### TASK REQUIREMENTS
Reproduce each of the following records line for line, without altering any character.

### DATA TO EXAMINE
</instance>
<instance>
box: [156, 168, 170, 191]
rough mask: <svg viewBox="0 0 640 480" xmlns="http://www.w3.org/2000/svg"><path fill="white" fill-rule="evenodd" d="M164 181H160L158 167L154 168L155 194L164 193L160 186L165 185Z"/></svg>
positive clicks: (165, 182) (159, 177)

### SOLUTION TO THIS EXERCISE
</instance>
<instance>
box: [156, 168, 170, 191]
rough mask: <svg viewBox="0 0 640 480" xmlns="http://www.w3.org/2000/svg"><path fill="white" fill-rule="evenodd" d="M164 181H160L158 167L154 168L155 194L164 193L160 186L165 185Z"/></svg>
positive clicks: (165, 182) (159, 177)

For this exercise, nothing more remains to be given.